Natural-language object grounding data
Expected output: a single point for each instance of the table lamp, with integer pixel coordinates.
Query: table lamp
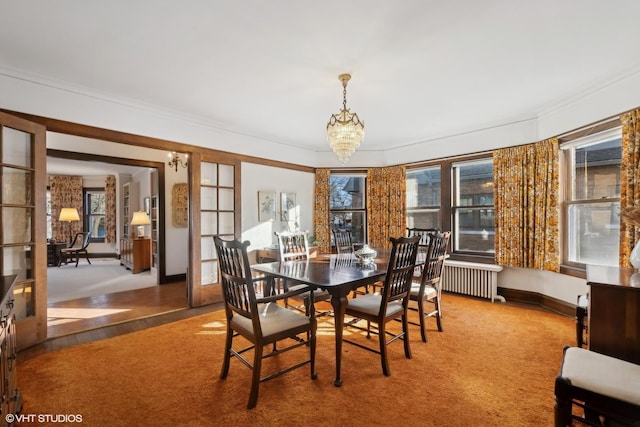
(69, 214)
(140, 219)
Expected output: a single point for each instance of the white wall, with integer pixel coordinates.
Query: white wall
(266, 178)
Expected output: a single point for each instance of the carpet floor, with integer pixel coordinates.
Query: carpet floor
(494, 365)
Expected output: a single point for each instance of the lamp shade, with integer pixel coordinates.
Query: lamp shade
(69, 214)
(140, 218)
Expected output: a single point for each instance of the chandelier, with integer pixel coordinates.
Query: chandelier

Exercise goal —
Pictures aside, restate the entries word for word.

Response for this exercise —
Expected output: a single point for each instance of the table lamp, with integer pixel coordinates.
Query: table lamp
(69, 214)
(140, 219)
Expected output: a single point for each instance of the white wall, with integer pixel coordinates.
Query: white wall
(266, 178)
Expected output: a single point for each instance of the carpet floor, with integer pixel coordinates.
Query: carpet floor
(494, 365)
Expected output: a single point for each instance of the lamp shade, with integer pixel coordinates.
Query: lamp shade
(69, 214)
(140, 218)
Expected output: a single point for each instance of the chandelier, with integer pixel coordinates.
Query: chandelier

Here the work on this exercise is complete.